Search the lines of the records for the word "blanket", and copy every line that has it.

Point localization data:
------------------------------------------------------------

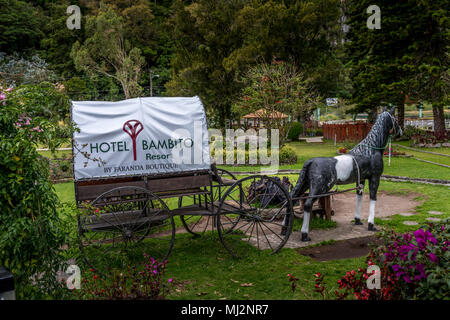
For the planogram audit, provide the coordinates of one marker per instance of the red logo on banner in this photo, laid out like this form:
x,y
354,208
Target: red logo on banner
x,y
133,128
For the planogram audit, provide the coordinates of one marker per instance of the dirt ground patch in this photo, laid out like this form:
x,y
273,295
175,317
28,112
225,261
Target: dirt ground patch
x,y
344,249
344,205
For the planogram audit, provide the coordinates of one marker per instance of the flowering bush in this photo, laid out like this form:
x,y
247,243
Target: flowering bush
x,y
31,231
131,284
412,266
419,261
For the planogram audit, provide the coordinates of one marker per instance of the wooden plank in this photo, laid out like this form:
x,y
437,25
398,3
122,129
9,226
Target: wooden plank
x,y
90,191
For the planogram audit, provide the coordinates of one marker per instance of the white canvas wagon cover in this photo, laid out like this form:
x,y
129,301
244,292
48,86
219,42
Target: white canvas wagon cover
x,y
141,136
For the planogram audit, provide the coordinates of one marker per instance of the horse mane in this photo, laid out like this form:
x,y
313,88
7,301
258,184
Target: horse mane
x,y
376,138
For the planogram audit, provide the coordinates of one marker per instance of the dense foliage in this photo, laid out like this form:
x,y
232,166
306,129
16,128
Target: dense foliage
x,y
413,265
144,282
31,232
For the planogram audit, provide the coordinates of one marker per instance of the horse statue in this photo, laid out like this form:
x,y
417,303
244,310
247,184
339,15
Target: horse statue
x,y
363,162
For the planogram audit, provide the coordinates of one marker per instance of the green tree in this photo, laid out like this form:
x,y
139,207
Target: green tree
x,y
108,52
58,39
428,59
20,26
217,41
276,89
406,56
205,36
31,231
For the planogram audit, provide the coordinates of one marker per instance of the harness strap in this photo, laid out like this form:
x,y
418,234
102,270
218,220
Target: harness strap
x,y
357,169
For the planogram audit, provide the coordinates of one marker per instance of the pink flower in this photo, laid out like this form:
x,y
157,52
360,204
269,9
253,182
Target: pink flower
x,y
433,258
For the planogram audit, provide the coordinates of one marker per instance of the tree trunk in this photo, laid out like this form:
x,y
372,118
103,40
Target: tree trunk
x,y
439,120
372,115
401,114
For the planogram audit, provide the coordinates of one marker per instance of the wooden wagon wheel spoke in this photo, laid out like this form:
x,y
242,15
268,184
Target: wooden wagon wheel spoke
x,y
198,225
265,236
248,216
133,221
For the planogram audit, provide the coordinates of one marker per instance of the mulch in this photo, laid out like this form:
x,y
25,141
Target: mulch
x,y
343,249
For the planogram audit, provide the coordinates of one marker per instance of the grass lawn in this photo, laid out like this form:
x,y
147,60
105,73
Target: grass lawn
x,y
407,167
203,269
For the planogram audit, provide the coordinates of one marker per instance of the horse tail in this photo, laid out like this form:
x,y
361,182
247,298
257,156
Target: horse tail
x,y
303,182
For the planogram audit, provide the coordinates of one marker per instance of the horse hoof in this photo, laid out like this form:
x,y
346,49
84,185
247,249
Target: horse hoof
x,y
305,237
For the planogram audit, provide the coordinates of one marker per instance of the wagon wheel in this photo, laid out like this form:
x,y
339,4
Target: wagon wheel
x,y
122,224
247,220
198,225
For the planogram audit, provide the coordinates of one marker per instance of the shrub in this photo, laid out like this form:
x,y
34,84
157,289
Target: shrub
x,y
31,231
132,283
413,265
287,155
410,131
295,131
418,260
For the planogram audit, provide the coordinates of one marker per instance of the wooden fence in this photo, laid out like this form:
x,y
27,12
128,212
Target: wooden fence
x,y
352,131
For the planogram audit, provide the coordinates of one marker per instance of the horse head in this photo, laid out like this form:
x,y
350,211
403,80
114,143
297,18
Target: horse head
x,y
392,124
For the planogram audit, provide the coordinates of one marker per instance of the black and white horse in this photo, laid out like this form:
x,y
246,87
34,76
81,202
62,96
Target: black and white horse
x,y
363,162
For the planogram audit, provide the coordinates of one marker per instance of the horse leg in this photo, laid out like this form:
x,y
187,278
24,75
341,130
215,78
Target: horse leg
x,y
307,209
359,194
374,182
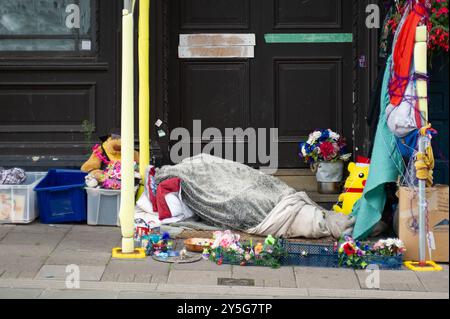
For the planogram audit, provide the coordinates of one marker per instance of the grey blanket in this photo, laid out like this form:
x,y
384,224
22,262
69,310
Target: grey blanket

------------------------------------------------------------

_OUTPUT FOR THIS EXERCISE:_
For the planogram audit, provide the coordinates of one marker per instance of the grey blanket in this photo, laid out like this form:
Target: grey blanket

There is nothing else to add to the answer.